Please render all of the entries below as a two-column CSV with the header text,answer, one row per entry. Put the entry's wording under text and its answer under answer, enclosing each field in double quotes and replacing any line breaks with spaces.

#### [Records provided]
[START]

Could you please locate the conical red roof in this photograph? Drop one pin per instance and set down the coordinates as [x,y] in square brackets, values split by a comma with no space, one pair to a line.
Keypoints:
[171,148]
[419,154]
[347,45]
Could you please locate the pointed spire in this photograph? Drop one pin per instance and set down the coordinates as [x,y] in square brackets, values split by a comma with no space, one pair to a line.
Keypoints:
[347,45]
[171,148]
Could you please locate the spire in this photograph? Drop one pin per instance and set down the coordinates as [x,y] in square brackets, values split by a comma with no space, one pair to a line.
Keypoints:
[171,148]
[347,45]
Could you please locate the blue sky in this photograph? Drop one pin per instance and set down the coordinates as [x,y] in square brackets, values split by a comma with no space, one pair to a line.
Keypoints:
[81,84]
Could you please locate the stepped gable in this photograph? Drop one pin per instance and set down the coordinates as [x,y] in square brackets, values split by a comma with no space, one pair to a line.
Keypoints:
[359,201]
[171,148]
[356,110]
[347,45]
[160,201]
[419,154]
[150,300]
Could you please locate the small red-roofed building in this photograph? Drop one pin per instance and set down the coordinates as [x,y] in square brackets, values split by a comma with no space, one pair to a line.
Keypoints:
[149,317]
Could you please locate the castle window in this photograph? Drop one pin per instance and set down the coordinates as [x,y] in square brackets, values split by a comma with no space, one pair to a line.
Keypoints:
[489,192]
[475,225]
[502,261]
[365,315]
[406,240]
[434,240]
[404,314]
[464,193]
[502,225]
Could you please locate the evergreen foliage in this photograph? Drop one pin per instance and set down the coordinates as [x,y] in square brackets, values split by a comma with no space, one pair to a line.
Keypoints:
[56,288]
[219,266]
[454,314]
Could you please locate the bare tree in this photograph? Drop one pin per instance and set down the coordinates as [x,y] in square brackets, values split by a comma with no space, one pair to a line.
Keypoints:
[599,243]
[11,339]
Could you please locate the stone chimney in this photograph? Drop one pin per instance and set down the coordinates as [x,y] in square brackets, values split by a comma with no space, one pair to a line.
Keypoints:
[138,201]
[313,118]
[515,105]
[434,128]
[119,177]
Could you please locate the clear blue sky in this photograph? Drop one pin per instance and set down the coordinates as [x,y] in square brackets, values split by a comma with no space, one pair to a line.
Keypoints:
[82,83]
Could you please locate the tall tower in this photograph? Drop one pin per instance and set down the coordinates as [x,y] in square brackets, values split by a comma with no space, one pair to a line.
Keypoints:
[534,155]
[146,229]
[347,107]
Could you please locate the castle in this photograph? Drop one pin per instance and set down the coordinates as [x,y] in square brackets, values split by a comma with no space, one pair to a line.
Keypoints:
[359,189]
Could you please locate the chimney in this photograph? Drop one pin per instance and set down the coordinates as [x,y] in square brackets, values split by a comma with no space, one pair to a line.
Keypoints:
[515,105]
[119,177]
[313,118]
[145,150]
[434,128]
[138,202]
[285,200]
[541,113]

[END]

#### [Completed task]
text,answer
"Could you please locate the conical red roof in this photograph? Drop one pin per instance and set down the coordinates as [x,y] in square brackets, values split by a comma with no space, one pair to a line. Keypoints:","[171,148] [419,154] [347,45]"
"Could you please locate the pointed spire in this photograph? Drop one pin per instance and set down the coordinates as [x,y] in square brackets, values split by a comma with no space, one pair to a line. Keypoints:","[347,45] [171,148]"
"Could you please locate the spire in this photograph? Drop one pin per instance and set down the coordinates as [x,y] in square brackets, values split by a comma with no space, one pair to a line. Keypoints:","[171,148] [347,45]"
"Could you please locate the blue sky in this photograph? Drop one pin per instance and set down the coordinates as [x,y] in square brackets, values split by a comma with no space, one pair to a line. Keypoints:","[81,84]"
"Could you please locate the stepped gable in this photograph? Drop one pin per instance and set down the coordinates as [x,y] in square brackets, values split by a comma with no space, one pair to a line. Keypoints:","[359,201] [171,148] [356,110] [347,45] [160,201] [419,154] [150,300]"
"Could you please locate the small red-roofed building in this photograph? Drop one pin per instance and set down the coordinates as [x,y] in square brackets, values split by a comma with no space, one pair to a line. Keypoints:","[149,317]"
"Could you please locate the castle window in this photograph? Drop one pin per instance and set down the coordinates as [x,y] in square brackets, values split by a comma with no space, one pair to a line. Keypoints:","[489,192] [475,225] [502,261] [365,315] [406,240] [434,240] [404,314] [464,193] [502,225]"
"Could you please locate the evergreen foliage in this photograph? Drop one pin per instance and set down the coordinates as [x,y] in square brackets, values split by a comma with no space, one pair to a line. Keypoints:","[56,288] [219,266] [454,314]"
"Could you please locate the bare tree in this photograph? Drop one pin per instance and set down the coordinates as [x,y] in square brackets, values split by a comma with no space, one pair to a line. Keypoints:","[599,243] [11,339]"
"Could you please locate the stone chimney in this photograph? Drop one pin per instance and set down the coordinates as [x,y] in square brackets, values split by a comma with no space, one pair to a line. Keypoints:","[138,201] [313,118] [515,105] [434,128] [119,177]"
"Could you please locate the clear blue sky in this photograph? Drop one pin per instance and set down the coordinates as [x,y] in square brackets, values split by a comma with no space, one pair to a line. Keypoints:","[82,83]"
"Could you please locate the tall tower in this photograph? Drop one pin per instance and set down the coordinates as [x,y] in square brackets, values split by a comma with no space, one pair to a line. Keypoints:","[534,155] [146,229] [347,107]"
"Could you please locate the castle in this photograph? Drop one pin per instance and set down the coordinates as [x,y] in square brackets, values split by a comma with no space, one pair to a line. Keypoints:","[359,189]"
"Could you please locate the chimney in this photograph? Drop one pin per instance and set down the coordinates as [x,y] in square brackets, values split by a comma with no space, one pair to a line. Keypoints:","[515,105] [119,177] [313,118] [145,150] [434,128] [138,202] [285,200] [541,113]"